SELECTION:
Parameter Selection for HDBSCAN*

While the HDBSCAN class has a large number of parameters that can be set on initialization, in practice there are a very small number of parameters that have significant practical effect on clustering. We will first consider those major parameters, and consider how one may go about choosing them effectively. With that out of the way we’ll look at the remaining parameters and see what their effects are – many just effect performance for various different use cases.

Selecting min_cluster_size

The primary parameter to effect the resulting clustering is min_cluster_size. Ideally this is a relatively intuitive parameter to select – set it to the smallest size grouping that you sih to consider a cluster. It can have slightly non-obvious effects however. Let’s consider the digits dataset from sklearn. We can project the data into two dimensions to visualize it via t-SNE.

digits = datasets.load_digits() data = digits.data projection = TSNE().fit_transform(data) plt.scatter(*projection.T, **plot_kwds)
_images/parameter_selection_3_1.png

If we cluster this data in the full 64 dimensional space with hdbscan we can see some effects from varying the min_cluster_size.

We start with a min_cluster_size of 15.

clusterer = hdbscan.HDBSCAN(min_cluster_size=15).fit(data)
color_palette = sns.color_palette('Paired', 12)
cluster_colors = [color_palette[x] if x >= 0
                  else (0.5, 0.5, 0.5)
                  for x in clusterer.labels_]
cluster_member_colors = [sns.desaturate(x, p) for x, p in
                         zip(cluster_colors, clusterer.probabilities_)]
plt.scatter(*projection.T, s=50, linewidth=0, c=cluster_member_colors, alpha=0.25)
_images/parameter_selection_7_1.png

Increasing the min_cluster_size to 30 reduces the number of clusters, merging some together. This is a result of HDBSCAN* reoptimizing which flat clustering provides greater stability under a slightly different notion of what constitutes cluster.

SET PROBLEM:
Answer from the text on parameter selection for HDBSCAN*:
(a) Which parameter does it name as the primary one affecting the resulting clustering?
(b) Into how many dimensions is the digits data projected for visualization, and by what method?
(c) What does raising min_cluster_size to 30 do to the clusters?

RECORDS PROVIDED:
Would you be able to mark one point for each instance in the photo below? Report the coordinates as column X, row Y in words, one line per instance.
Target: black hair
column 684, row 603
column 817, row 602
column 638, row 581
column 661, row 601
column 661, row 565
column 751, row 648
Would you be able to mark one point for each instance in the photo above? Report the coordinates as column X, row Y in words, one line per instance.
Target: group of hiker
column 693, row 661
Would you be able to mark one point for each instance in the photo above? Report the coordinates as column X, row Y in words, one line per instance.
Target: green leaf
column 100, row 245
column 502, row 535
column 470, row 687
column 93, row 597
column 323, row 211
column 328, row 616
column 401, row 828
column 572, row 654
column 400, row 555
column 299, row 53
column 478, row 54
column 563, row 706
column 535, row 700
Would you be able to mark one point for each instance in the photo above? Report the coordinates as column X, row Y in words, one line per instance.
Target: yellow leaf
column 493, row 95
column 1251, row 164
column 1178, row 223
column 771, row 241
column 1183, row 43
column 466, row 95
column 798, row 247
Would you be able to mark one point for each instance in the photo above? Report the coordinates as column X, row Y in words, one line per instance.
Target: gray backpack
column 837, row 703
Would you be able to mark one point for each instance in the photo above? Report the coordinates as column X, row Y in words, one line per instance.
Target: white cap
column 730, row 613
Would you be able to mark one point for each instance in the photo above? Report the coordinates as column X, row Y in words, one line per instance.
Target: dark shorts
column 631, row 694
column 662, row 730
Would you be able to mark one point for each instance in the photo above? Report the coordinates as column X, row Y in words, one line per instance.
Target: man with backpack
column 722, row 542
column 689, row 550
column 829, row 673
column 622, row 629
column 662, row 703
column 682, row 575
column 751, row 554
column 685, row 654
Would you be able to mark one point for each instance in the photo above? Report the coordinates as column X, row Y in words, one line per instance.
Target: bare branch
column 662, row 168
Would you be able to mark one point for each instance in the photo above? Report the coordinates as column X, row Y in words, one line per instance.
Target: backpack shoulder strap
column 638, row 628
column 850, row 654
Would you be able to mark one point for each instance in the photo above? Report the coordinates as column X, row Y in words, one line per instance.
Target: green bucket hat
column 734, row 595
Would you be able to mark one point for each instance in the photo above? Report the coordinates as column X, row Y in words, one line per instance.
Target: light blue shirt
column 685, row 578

ANSWER FOR THIS EXERCISE:
(a) min_cluster_size
(b) Two dimensions, via t-SNE
(c) It reduces the number of clusters, merging some together.